-- Start --

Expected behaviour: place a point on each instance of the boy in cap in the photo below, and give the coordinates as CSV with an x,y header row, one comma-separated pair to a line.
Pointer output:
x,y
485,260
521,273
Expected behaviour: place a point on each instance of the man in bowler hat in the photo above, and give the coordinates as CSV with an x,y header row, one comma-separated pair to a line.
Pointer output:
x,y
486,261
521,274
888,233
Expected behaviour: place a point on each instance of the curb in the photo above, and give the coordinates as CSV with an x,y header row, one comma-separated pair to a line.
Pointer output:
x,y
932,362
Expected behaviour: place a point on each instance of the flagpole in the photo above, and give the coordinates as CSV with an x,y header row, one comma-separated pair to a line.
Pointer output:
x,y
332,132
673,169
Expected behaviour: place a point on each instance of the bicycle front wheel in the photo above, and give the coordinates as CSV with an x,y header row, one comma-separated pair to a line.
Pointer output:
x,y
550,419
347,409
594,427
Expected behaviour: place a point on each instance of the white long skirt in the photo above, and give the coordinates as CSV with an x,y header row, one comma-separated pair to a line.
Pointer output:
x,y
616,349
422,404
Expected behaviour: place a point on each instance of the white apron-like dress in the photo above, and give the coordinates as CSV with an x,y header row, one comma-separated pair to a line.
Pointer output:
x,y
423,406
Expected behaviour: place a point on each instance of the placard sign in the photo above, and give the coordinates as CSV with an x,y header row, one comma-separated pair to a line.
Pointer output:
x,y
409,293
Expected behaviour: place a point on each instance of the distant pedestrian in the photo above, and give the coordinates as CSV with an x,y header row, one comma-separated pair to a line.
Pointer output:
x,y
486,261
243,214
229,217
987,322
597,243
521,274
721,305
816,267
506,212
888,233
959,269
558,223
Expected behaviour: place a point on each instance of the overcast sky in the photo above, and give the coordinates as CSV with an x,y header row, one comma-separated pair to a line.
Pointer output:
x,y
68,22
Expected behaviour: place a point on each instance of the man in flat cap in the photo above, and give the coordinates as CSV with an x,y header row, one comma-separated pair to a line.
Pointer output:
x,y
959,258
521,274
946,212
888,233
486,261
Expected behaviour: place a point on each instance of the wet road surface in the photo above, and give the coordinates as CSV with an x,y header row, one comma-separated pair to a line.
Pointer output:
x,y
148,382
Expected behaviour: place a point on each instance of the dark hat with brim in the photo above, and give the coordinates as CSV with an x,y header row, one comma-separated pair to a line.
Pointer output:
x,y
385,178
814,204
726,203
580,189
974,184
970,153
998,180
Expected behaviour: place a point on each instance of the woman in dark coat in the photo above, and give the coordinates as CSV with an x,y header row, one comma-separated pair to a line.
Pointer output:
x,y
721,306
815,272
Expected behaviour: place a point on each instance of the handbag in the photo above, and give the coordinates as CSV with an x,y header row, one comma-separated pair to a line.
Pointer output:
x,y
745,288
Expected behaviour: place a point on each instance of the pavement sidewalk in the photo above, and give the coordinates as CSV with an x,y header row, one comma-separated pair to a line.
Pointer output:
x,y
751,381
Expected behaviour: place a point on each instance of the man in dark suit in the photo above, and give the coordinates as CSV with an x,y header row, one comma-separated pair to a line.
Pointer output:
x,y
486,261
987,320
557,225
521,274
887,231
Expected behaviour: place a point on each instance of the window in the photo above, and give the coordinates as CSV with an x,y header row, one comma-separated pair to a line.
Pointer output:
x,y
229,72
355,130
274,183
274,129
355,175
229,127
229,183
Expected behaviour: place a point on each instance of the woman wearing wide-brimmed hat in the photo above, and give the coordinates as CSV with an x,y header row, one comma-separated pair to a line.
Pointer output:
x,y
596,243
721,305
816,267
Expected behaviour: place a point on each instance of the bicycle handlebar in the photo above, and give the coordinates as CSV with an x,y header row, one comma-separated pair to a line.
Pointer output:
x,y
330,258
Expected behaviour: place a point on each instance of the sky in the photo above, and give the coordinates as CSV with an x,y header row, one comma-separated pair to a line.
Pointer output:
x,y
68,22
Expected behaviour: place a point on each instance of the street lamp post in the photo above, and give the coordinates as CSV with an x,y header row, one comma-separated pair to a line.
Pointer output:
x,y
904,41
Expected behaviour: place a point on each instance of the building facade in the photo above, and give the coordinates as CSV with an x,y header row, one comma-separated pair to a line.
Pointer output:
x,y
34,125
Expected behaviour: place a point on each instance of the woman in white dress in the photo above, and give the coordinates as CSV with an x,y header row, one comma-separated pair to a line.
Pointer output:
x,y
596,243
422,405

-- End --

> [Given request]:
Return each entry from above without altering a single character.

> [Result of this task]:
Expected behaviour: place a point on each instance of the boy in cap in the photo below, and give the coordinates as CSV with an x,y header row, one comma-separated pair to a line.
Pointer output:
x,y
485,260
521,273
Expected behaviour: place a point on each instance of the man in bowler hat in the photo above, and give the coordinates as CSV with an x,y header row, one comma-separated pair to a line.
Pointer output:
x,y
486,261
521,274
888,233
Expected behaviour: place a point on each instance of the curb in the photo above, and give the coordinates as CSV with an x,y header row, one comma-separated pair to a line.
Pointer output:
x,y
932,362
Expected behaviour: place a point on each instance of the flagpole in the photo above, and give the coordinates as CSV with an x,y header row, one comma-separated pair to a line.
Pointer output:
x,y
332,132
673,169
Expected behaviour: place a point on each instance of the bicycle front wheel in the photo above, and give the coordinates as CSV with an x,y header row, one comma-separated pair to a line.
Pointer output:
x,y
550,419
347,409
594,427
Expected behaviour: place a point on each instance of the white long skirt in the photo above, and give the coordinates as CSV with an x,y header row, one comma-separated pair to a line.
Pointer output:
x,y
616,349
422,404
Expected behaviour: place a point on each instance of the white apron-like dress in the photo above, and give the coordinates as CSV with an x,y header row, one comma-separated pair to a line.
Pointer output:
x,y
423,406
Expected behaviour: place a point on each instance of the placard sign in the photo above, and give the coordinates as CSV with an x,y header row, one comma-separated pair to a line.
Pointer output:
x,y
409,293
Expected behaviour: place a point on each instance of the distant pedestrian in the photo above, and give the coordinates as CSV with an x,y header row, one comma-separated pair to a line.
Pointer output:
x,y
486,261
243,214
229,217
987,322
597,243
521,274
721,305
816,267
506,212
888,233
959,269
558,223
Expected behaviour: place a point on each instance of the overcast sky in the photo above, and give the coordinates as CSV with an x,y header row, one comma-separated pair to a line.
Pointer output:
x,y
68,22
Expected behaviour: place a point on each instance of the man in flat cap in the photo above, and give the coordinates as CSV with an x,y header row, one comma-separated pair to a line.
Pointer output:
x,y
959,258
521,274
946,212
888,233
486,261
Expected behaviour: place a point on each instance of the wet road surface in the photo above, and give the coordinates as CSV with an x,y header row, one comma-separated pair to a line.
Pointer output:
x,y
148,382
Expected behaviour: place a point on each instance of the dark hat with brim in the photo above, and give the coordinates as CSV with an x,y header row, one comma-separated pair to a line.
Pointer output:
x,y
385,178
814,204
726,203
580,189
974,184
970,153
998,180
Expected behaviour: place a point on each instance of the woman in dark coat in the photo above, and give the coordinates as CSV with an x,y header row, one comma-separated pair to a line.
Pointer output:
x,y
721,306
815,272
Expected behaviour: place a point on each instance of the handbag in the photo above, and give the coordinates as CSV with an x,y header row, one comma-separated pair to a line.
Pointer output:
x,y
745,288
Expected behaviour: place a point on each instance of the pavement sidewalk in the photo above, and give the coordinates as CSV with an x,y header row, one comma-separated pair to a line.
Pointer output:
x,y
751,381
Expected behaviour: place a point on each instance of the man in dark suit in the photo above, and give the coordinates as CSV with an x,y header row, one comma-separated pair to a line.
Pointer output:
x,y
486,261
987,320
557,225
521,274
887,231
Expected behaviour: place a point on each instance of the window in the photo above, and give the coordinates as CSV with an x,y header row, one comma-separated pair to a line.
Pointer output:
x,y
229,72
355,130
274,183
274,129
355,175
229,127
229,183
Expected behaviour: place a point on each instance of the woman wearing wide-brimmed hat in the photo above, and give the coordinates as CSV with an x,y header row, one comma-separated pair to a line.
Pointer output:
x,y
596,243
721,305
816,267
Expected behaviour: place a point on each instance of the bicycle handlebar in the photo above, and give the coordinates as CSV with an x,y header row, one comma-separated pair to a line.
Pointer output:
x,y
330,258
Expected behaviour: place a point on each instance of the sky in the photo above, and give the coordinates as CSV with an x,y header row, one comma-separated pair to a line.
Pointer output:
x,y
68,22
Expected behaviour: place a point on each instance of the street lamp post in the photo above, and give the coordinates as CSV with an x,y header row, one comma-separated pair to a line.
Pointer output:
x,y
904,41
Expected behaviour: place a point on each instance of the building facade in the photo above, and give the coordinates as CSV with an x,y header row, one comma-separated pair to a line.
Pointer output:
x,y
34,125
Expected behaviour: place a point on each instance of the woman in white dress in the photo above, and give the coordinates as CSV with an x,y header row, one comma-separated pair to a line.
Pointer output:
x,y
596,243
422,405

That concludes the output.